▶ _EXERCISE REQUIREMENTS_: Replace "single pin" with "single marker" in the entries from the line with "For the trial run, indicate each instance of the dark" to the line with "x=270 y=185", both lines included, and return only those lines with everything else unchanged.

▶ _INFORMATION PROVIDED_:
:::::

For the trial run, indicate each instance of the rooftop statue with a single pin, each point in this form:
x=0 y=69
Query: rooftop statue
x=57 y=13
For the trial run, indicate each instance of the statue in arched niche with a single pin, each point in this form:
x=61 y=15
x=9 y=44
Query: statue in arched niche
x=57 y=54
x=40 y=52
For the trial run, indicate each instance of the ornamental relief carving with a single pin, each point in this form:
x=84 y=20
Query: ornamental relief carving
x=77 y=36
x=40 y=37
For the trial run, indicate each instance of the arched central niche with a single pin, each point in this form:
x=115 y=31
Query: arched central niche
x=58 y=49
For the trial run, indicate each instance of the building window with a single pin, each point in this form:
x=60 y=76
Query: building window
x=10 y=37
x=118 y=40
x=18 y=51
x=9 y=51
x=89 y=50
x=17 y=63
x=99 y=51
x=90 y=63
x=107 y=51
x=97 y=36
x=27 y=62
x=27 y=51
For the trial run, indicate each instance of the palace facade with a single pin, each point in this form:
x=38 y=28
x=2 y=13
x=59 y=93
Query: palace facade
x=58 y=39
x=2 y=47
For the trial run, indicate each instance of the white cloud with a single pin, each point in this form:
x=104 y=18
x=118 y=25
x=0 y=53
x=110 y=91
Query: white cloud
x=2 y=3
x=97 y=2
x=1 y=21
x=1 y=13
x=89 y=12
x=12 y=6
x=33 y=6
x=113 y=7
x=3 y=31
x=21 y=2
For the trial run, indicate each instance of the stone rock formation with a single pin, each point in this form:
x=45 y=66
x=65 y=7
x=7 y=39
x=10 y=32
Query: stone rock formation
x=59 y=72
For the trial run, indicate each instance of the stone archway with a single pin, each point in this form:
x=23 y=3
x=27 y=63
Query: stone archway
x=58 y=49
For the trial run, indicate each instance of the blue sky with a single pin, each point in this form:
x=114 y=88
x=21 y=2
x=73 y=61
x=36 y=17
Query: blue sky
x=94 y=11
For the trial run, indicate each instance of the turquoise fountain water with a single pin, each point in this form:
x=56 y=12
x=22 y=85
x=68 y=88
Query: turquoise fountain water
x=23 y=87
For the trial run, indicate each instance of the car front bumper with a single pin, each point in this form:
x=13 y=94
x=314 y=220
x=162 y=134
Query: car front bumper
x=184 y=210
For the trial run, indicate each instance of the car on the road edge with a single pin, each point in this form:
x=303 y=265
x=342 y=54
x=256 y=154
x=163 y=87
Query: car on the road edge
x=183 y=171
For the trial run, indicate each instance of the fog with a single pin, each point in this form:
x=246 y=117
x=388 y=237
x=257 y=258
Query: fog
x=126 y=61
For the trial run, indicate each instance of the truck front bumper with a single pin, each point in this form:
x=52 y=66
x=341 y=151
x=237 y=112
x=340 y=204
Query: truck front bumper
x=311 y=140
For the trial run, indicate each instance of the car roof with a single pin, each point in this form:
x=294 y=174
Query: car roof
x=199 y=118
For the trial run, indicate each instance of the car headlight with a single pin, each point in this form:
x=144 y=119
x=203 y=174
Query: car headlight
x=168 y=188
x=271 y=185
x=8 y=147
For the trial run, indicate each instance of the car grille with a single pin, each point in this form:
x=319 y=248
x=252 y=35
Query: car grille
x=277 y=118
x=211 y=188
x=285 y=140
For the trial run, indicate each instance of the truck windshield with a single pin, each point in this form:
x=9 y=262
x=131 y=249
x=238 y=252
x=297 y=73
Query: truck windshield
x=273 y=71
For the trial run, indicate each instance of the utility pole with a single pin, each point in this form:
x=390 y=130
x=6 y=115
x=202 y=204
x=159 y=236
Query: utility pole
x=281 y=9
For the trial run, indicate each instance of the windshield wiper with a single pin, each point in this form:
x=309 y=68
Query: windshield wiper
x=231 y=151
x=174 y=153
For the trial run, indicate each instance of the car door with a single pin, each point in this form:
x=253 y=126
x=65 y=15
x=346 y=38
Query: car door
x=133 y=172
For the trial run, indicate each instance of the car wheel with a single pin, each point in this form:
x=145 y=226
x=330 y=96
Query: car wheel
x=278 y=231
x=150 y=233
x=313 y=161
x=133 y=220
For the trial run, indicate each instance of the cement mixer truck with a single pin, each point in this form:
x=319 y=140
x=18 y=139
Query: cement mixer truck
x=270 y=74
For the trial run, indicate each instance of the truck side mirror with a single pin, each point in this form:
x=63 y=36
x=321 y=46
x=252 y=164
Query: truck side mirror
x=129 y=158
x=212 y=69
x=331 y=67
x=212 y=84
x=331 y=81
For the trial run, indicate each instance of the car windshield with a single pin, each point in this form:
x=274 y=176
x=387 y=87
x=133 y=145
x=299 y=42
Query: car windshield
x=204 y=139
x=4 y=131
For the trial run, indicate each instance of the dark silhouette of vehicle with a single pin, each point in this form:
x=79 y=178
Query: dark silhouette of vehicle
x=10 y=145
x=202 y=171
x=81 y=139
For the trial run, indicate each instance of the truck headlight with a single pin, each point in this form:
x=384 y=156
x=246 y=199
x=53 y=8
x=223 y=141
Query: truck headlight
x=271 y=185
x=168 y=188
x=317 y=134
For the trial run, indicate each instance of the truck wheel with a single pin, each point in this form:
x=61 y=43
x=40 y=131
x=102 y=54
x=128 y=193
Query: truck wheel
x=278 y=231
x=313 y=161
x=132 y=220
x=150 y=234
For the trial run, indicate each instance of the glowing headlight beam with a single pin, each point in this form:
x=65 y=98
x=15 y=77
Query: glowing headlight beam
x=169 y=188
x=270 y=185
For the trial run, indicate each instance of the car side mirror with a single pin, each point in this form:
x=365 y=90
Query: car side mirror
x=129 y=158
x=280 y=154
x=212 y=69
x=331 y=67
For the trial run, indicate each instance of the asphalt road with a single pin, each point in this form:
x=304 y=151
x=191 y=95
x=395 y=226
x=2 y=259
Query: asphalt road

:::::

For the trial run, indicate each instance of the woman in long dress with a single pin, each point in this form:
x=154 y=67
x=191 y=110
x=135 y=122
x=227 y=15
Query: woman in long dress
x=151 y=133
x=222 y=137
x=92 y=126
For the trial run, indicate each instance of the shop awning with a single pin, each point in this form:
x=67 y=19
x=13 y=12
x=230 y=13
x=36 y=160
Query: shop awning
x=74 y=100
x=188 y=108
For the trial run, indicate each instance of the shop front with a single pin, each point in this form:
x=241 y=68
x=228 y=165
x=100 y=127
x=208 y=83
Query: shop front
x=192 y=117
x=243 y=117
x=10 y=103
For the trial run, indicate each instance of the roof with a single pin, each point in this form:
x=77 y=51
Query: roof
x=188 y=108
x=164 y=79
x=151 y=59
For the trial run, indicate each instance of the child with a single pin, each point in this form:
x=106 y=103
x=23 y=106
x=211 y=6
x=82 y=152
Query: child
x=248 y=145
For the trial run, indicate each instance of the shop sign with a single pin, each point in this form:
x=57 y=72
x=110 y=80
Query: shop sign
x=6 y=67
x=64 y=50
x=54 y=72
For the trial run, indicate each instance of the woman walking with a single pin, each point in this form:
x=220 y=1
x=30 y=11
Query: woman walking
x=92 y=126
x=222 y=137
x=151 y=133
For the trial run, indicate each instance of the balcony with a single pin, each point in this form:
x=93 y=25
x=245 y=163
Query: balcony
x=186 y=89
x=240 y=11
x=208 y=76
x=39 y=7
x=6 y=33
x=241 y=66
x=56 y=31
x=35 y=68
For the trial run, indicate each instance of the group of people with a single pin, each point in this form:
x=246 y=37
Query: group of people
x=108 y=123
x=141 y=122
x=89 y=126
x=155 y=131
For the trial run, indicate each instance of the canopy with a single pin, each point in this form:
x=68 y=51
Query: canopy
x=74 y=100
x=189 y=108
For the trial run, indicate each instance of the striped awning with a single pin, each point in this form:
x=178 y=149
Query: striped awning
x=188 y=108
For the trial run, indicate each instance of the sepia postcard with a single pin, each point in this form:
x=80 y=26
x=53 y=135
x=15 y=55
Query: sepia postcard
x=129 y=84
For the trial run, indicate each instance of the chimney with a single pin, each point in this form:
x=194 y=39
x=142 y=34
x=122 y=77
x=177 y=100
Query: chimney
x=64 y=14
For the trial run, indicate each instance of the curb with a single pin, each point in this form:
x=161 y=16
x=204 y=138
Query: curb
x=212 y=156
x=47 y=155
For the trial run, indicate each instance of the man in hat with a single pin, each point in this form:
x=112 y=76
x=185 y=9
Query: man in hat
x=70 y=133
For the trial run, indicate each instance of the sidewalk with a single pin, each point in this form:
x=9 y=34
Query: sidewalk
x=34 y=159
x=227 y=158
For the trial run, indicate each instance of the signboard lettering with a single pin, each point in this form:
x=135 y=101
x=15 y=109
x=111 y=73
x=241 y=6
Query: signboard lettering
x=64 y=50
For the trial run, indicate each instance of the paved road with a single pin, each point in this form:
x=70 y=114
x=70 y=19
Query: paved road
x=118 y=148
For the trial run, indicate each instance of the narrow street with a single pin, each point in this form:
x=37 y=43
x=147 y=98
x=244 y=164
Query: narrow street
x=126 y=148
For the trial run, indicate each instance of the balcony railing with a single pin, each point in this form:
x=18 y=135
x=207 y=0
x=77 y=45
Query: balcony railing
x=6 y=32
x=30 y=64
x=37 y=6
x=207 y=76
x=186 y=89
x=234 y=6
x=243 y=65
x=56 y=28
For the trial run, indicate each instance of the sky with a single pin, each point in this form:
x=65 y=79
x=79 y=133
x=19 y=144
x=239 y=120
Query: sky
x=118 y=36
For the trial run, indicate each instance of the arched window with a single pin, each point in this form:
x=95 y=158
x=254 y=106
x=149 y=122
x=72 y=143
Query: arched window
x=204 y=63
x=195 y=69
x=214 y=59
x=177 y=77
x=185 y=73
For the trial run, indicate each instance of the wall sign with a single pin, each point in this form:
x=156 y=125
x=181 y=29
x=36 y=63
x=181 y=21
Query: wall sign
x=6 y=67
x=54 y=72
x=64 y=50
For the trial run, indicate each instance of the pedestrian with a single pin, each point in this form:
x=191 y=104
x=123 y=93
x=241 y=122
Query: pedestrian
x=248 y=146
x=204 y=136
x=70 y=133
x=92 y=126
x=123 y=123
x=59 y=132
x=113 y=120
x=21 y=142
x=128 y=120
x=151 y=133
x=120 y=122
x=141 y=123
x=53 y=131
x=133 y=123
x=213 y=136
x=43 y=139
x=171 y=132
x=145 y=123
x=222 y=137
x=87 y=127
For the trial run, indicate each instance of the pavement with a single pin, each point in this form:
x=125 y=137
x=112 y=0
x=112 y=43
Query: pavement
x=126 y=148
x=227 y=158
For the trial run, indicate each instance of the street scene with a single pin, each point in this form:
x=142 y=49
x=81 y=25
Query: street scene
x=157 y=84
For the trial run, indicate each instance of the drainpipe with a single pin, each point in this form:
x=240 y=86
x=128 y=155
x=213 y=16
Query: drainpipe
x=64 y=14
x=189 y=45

:::::

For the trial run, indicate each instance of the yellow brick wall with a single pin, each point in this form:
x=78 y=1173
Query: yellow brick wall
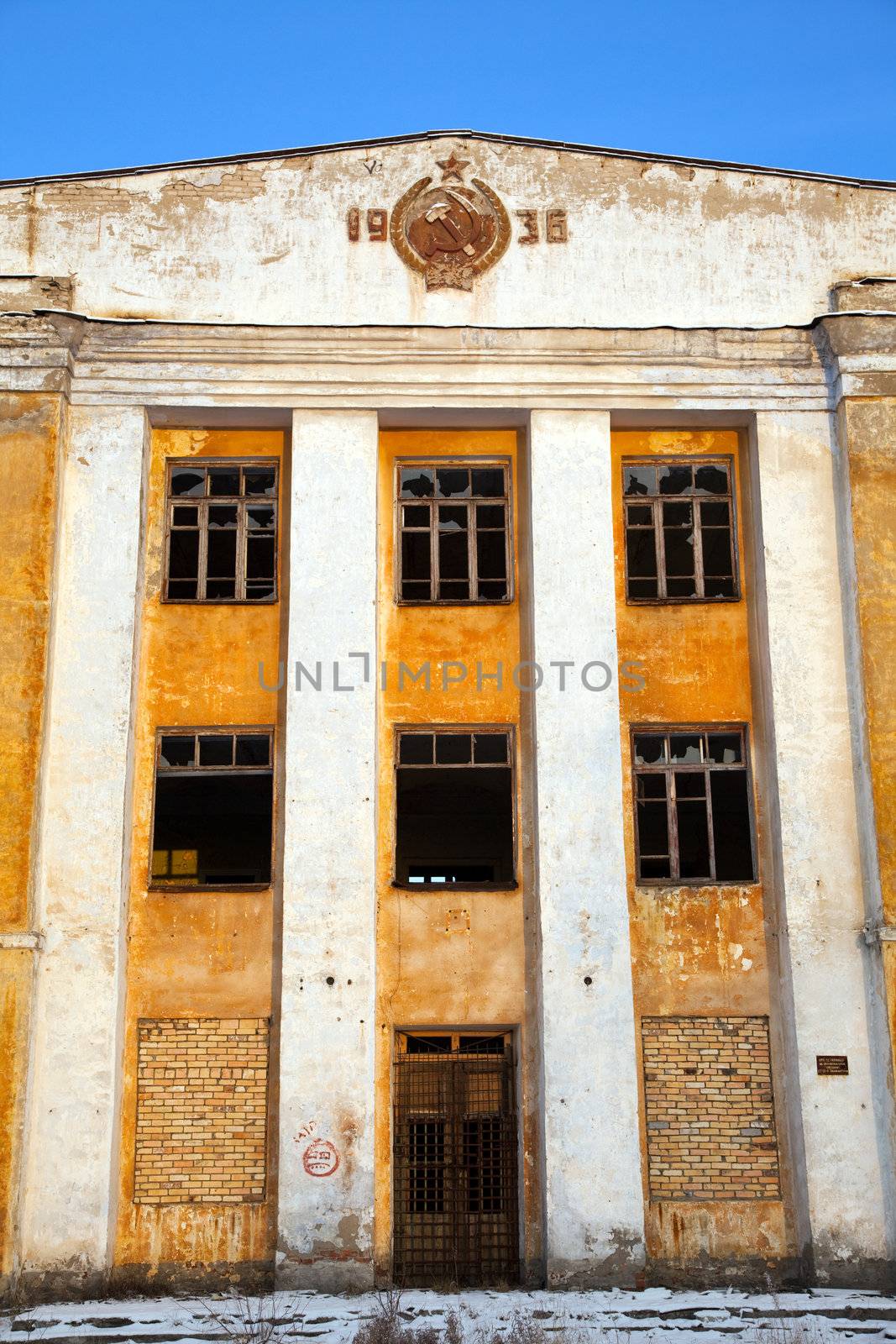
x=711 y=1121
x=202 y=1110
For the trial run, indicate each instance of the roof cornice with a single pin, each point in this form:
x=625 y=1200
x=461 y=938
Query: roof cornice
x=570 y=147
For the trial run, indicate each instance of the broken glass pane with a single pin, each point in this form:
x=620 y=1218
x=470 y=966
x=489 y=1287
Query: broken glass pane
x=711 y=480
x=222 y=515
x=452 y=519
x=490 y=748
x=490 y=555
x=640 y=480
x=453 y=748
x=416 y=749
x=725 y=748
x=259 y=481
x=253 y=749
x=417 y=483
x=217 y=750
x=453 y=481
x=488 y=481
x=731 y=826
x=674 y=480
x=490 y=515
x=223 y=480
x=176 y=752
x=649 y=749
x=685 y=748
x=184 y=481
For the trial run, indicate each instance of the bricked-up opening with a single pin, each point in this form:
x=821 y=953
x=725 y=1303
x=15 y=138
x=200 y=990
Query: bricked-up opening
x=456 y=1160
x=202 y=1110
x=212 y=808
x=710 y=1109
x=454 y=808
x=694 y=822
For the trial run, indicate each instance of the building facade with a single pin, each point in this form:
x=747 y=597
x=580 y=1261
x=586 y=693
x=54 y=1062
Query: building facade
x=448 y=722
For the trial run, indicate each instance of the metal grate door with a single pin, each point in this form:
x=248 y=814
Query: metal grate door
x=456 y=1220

:::::

▶ _RESPONSE TO THE EXERCISE_:
For the trial run, indicate each instance of the dark silhouette of vehicle with a single marker, each point in this form:
x=79 y=178
Query: dark silhouette of vehicle
x=10 y=145
x=202 y=171
x=81 y=139
For the trial run, indicate each instance of the truck headlight with a single marker, each point in this form:
x=384 y=156
x=246 y=199
x=53 y=8
x=223 y=141
Query: truck headlight
x=271 y=185
x=168 y=188
x=317 y=134
For the trial run, indicate each instance of the truck wheel with a single marker, each point in this form:
x=61 y=43
x=40 y=131
x=102 y=54
x=128 y=193
Query: truck wheel
x=278 y=231
x=313 y=161
x=132 y=220
x=150 y=234
For the trial run, indicate each instance of the glowing headlight beam with a single marker, each point in this form:
x=65 y=98
x=15 y=77
Query: glowing headlight beam
x=169 y=188
x=270 y=185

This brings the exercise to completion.